### Task objective
The entire listing below must be written out word for word.

### Data to use
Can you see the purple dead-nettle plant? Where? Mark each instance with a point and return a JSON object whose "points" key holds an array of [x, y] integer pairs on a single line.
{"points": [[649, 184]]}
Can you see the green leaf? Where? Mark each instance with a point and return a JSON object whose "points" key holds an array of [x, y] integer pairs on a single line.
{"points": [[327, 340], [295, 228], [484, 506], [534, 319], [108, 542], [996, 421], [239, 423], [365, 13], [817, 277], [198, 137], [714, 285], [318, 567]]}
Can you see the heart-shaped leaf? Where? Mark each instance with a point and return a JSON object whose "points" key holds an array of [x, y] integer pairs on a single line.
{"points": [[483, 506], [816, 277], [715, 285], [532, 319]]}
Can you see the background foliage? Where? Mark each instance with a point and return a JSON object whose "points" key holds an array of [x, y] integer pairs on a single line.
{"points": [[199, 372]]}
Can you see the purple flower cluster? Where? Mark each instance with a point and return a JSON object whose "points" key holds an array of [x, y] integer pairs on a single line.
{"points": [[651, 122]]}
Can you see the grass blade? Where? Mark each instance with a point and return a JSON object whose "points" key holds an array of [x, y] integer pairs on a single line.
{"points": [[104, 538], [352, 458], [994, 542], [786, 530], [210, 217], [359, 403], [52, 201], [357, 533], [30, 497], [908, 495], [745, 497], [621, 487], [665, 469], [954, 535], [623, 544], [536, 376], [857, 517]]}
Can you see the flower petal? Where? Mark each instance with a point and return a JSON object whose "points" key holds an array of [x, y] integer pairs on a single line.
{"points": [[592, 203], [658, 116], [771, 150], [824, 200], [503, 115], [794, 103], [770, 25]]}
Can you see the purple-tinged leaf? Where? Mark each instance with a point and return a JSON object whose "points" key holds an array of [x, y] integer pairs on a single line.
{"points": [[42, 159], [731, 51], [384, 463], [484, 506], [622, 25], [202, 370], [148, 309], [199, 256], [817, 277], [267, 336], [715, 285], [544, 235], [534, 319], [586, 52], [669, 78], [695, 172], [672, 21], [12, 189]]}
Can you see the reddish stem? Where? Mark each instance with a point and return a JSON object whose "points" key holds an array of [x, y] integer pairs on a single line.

### Exercise result
Can you see the purple dead-nettle plant? Where? Mark each instance with a point and return a JSON object whose "points" key holds an array of [x, y] integer pairs on a single line.
{"points": [[649, 184]]}
Can you see the green leaf? Where? Mark each instance with a point and return a JSON object whose "points" key holds an array of [x, y] integer pairs on a single line.
{"points": [[327, 340], [295, 228], [484, 506], [534, 319], [108, 542], [996, 421], [239, 423], [365, 13], [817, 277], [198, 137], [714, 285], [318, 567]]}
Can you see the heart-shaped leaf? Where? Mark each instance with a point and return a JSON object whose "points" key holds an array of [x, y] integer pairs on a single line.
{"points": [[483, 506], [816, 277], [715, 285], [532, 319]]}
Can you see the background foliage? Where? Mark each instance with a point and return a JSON object whose "points" key holds an array of [x, y] integer pairs on a single line.
{"points": [[199, 372]]}
Can you see the purple flower cluster? Where? Mark each instance with a point and return a JSON object whose "points" key holds an array of [x, y] integer pairs on a single line.
{"points": [[651, 122]]}
Can you see the grass blade? Where? Mark each instance with a point and return a JSON object whose "points" key holds an array of [x, y] integer pairs on a single line.
{"points": [[104, 538], [352, 458], [994, 542], [786, 530], [210, 217], [359, 403], [52, 201], [357, 533], [30, 497], [908, 495], [745, 497], [621, 487], [665, 469], [954, 535], [623, 544], [536, 376], [857, 517]]}
Can you see the flower petal? Where? Mark each instance with a point and return a JSON object whose "points" key holds an array of [x, y] integer pairs on a single line.
{"points": [[592, 203], [658, 116], [771, 150], [824, 200], [503, 115], [794, 103], [770, 25]]}
Can you see the purple-tinged leaf? Where? Mark each instance with a point and return a JSON object whose "points" key holds an array of [x, y] integer pairs on a single line.
{"points": [[42, 159], [731, 51], [384, 463], [484, 506], [622, 25], [202, 370], [148, 309], [199, 256], [817, 277], [267, 336], [715, 285], [544, 235], [534, 319], [586, 52], [669, 78], [695, 172], [672, 21], [12, 189]]}
Can you see the reddish stem? Where? Mark each instance with a point and return a JSON object whose "points" key holds an array of [x, y] integer pairs on a single line.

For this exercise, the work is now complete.